Taylor Wessing Photo Portrait Prize 2023

Taylor Wessing Photo Portrait Prize 2023

For several years I worked in a building opposite the National Portrait Gallery. Indeed, for a goodly chunk of that time my desk actually overlooked the entrance. I’m appalled and not a little disgusted with myself that I crossed the road and went inside so few times during that period. But each time I did, I was reminded why it’s probably my favourite art gallery in London. A view that my visit there last week only served to confirm.

Admittedly, I’ve been equally tardy in getting to the Taylor Wessing Photo Portrait Prize 2023 exhibition (although, by way of a very meagre excuse, the exhibition wasn’t on throughout 2023, only since November), but as it’s still on display until the end of this month (Feb 2024), I wanted to encourage any of you who can, not to miss the chance to follow in my fascinated footsteps.

• _Written problem 1_
Locate every line of the entries that contains the string "tree" and copy each one.
The entries that follow bear no relation to the text about the portrait prize.

[Pointing dataset excerpts]

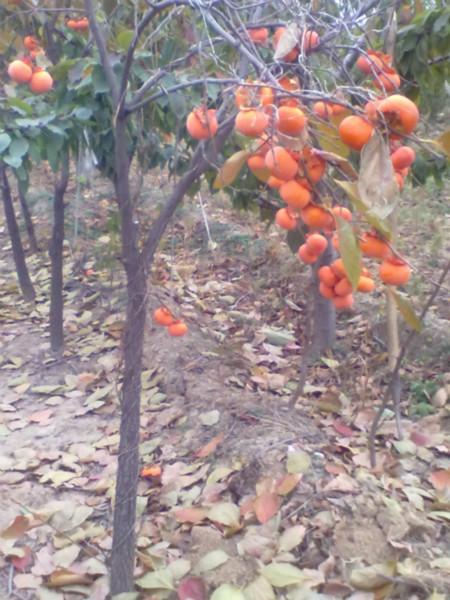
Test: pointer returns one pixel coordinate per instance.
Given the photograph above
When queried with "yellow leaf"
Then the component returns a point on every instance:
(230, 169)
(351, 189)
(328, 137)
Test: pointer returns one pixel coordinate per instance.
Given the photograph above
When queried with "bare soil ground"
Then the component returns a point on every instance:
(246, 484)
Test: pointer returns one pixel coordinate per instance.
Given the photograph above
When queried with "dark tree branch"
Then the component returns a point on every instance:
(200, 162)
(395, 372)
(180, 86)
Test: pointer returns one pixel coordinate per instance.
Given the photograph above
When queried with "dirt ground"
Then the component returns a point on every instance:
(236, 487)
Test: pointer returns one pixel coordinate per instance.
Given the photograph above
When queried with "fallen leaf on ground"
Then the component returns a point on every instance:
(266, 506)
(192, 588)
(210, 447)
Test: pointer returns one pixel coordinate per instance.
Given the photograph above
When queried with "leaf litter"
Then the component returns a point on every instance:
(238, 497)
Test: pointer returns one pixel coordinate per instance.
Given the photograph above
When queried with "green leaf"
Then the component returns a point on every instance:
(351, 189)
(227, 592)
(444, 142)
(18, 147)
(13, 161)
(5, 141)
(231, 169)
(21, 105)
(83, 113)
(157, 580)
(124, 38)
(283, 574)
(407, 311)
(99, 80)
(349, 249)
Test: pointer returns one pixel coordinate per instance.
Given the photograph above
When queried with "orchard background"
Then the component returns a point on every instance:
(224, 269)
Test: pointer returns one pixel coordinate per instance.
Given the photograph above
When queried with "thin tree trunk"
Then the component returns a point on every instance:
(324, 332)
(29, 225)
(124, 534)
(320, 334)
(19, 256)
(56, 248)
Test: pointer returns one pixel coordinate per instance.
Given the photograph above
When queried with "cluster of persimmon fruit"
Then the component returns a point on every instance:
(81, 24)
(24, 70)
(175, 327)
(283, 157)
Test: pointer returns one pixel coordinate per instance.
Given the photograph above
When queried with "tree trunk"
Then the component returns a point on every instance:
(28, 220)
(19, 256)
(324, 332)
(56, 249)
(124, 534)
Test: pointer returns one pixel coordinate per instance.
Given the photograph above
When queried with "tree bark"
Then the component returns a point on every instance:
(29, 225)
(25, 283)
(56, 249)
(124, 534)
(324, 331)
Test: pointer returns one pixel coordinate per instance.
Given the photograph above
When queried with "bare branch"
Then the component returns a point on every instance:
(201, 160)
(180, 86)
(101, 45)
(395, 372)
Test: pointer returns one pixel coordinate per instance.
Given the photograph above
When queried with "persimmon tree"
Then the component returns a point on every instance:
(207, 89)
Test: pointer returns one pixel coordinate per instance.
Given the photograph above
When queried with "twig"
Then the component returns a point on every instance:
(395, 372)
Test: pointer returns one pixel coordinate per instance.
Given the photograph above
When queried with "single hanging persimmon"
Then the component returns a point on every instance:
(316, 243)
(202, 123)
(292, 54)
(343, 287)
(285, 219)
(327, 276)
(259, 35)
(365, 284)
(387, 80)
(163, 316)
(281, 163)
(370, 64)
(316, 217)
(30, 42)
(290, 120)
(394, 271)
(251, 123)
(306, 256)
(400, 113)
(295, 194)
(355, 131)
(326, 291)
(309, 41)
(311, 165)
(177, 329)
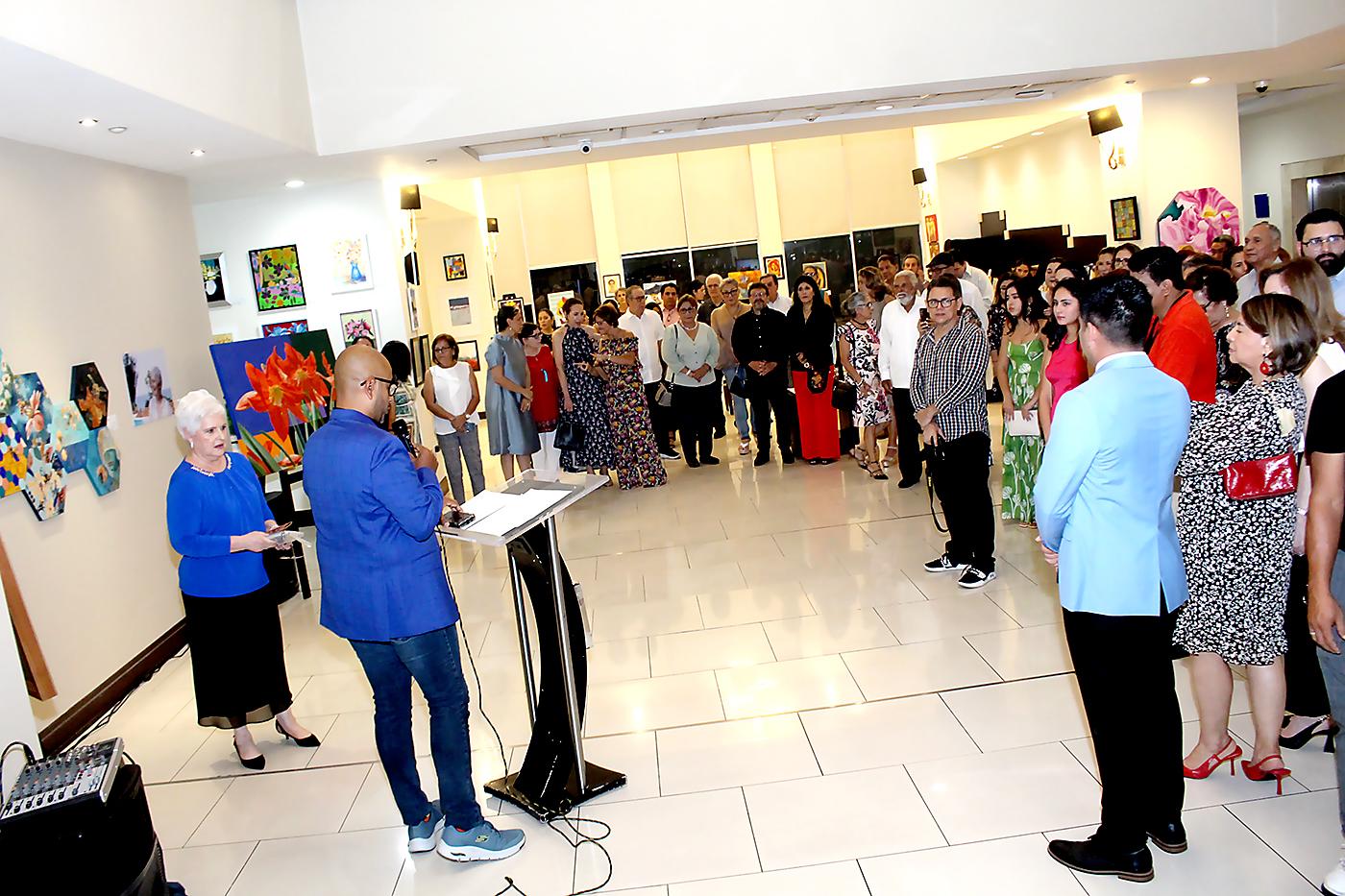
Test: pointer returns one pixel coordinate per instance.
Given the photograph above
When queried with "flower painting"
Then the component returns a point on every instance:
(276, 278)
(1194, 217)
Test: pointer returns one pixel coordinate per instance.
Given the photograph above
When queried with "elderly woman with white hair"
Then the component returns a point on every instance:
(218, 521)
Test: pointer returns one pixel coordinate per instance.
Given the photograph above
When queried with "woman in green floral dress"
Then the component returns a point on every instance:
(1018, 373)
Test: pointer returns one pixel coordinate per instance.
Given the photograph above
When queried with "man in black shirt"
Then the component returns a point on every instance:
(762, 343)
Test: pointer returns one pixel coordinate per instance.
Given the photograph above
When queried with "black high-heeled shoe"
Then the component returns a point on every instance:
(1321, 727)
(306, 741)
(256, 763)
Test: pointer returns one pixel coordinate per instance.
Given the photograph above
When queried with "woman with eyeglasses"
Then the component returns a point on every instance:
(452, 397)
(858, 348)
(690, 351)
(813, 334)
(508, 395)
(1018, 375)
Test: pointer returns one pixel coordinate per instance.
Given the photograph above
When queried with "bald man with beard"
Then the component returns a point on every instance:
(385, 591)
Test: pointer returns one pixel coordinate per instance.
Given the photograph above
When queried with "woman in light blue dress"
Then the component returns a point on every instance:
(508, 395)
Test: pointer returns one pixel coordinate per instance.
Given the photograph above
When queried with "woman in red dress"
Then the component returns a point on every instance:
(547, 396)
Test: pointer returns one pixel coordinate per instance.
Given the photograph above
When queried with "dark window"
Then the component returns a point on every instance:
(725, 260)
(658, 268)
(833, 251)
(885, 241)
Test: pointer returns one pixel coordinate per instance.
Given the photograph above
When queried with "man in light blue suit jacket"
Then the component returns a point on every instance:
(1106, 519)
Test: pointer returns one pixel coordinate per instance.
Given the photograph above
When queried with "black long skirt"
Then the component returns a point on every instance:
(237, 658)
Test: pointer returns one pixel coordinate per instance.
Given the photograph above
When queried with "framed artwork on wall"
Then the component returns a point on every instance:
(284, 328)
(212, 278)
(358, 323)
(454, 267)
(276, 278)
(1125, 218)
(350, 265)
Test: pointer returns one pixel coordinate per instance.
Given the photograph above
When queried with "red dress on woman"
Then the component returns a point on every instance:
(547, 390)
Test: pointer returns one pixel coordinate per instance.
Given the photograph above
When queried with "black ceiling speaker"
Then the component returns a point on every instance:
(1103, 120)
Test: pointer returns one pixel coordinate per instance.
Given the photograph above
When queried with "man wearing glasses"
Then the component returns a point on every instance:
(1321, 237)
(385, 591)
(948, 392)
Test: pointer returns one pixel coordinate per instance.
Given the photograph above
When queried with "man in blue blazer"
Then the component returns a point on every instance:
(1106, 520)
(386, 593)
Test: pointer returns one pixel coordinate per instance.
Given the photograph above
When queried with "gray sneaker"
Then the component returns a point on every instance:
(479, 844)
(421, 837)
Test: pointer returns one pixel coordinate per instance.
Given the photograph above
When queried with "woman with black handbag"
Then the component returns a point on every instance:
(585, 430)
(861, 392)
(1235, 519)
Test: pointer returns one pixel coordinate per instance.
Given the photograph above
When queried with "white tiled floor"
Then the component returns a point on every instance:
(797, 707)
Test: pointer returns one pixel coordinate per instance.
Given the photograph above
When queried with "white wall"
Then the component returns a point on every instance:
(1301, 132)
(98, 260)
(311, 218)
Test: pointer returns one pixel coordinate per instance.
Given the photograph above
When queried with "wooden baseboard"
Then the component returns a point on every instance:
(62, 732)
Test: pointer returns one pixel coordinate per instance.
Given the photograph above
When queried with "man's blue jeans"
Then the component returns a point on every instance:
(432, 660)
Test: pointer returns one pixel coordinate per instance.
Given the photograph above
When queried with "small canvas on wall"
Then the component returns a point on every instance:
(1125, 220)
(276, 278)
(148, 385)
(358, 323)
(212, 278)
(350, 265)
(454, 267)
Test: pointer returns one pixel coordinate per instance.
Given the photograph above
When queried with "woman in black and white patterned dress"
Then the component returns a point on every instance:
(1237, 552)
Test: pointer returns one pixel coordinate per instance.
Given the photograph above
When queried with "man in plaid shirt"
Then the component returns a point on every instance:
(948, 393)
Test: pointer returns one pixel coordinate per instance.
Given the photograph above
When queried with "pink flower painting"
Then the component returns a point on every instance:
(1194, 217)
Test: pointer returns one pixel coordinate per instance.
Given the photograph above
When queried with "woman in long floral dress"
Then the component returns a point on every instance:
(1018, 373)
(638, 465)
(582, 395)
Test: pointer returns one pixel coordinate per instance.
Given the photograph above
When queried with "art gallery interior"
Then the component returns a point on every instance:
(795, 708)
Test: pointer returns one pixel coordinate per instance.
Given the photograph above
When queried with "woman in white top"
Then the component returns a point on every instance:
(451, 395)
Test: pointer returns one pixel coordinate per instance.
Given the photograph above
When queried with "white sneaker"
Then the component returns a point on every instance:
(1334, 882)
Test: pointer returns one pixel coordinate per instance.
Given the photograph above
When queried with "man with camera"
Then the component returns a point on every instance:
(948, 393)
(385, 591)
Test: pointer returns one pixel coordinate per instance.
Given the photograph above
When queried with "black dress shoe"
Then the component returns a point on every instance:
(1170, 837)
(1092, 858)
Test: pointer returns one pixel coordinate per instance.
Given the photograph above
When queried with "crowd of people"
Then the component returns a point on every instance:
(1172, 423)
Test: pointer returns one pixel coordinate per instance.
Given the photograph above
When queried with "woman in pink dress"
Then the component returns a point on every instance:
(1065, 366)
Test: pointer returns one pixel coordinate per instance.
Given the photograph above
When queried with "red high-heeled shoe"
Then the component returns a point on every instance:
(1257, 771)
(1207, 767)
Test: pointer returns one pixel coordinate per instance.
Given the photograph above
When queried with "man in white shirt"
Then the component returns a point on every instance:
(1321, 237)
(1260, 252)
(648, 328)
(775, 301)
(898, 331)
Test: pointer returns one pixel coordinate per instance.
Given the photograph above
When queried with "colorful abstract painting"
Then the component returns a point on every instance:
(276, 278)
(284, 328)
(350, 265)
(1194, 217)
(278, 392)
(89, 392)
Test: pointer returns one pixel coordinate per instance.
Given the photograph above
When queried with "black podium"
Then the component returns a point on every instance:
(554, 775)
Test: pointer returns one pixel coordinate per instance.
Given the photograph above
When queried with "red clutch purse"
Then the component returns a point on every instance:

• _Written problem 2_
According to the text about the portrait prize, until when is the exhibition on display?

• _Result 1_
When queried with "dark tree branch"
When queried with "thin tree trunk"
When queried with "tree trunk"
When queried with "tree bark"
When queried with "persimmon tree"

• _Result 2_
Until the end of February 2024.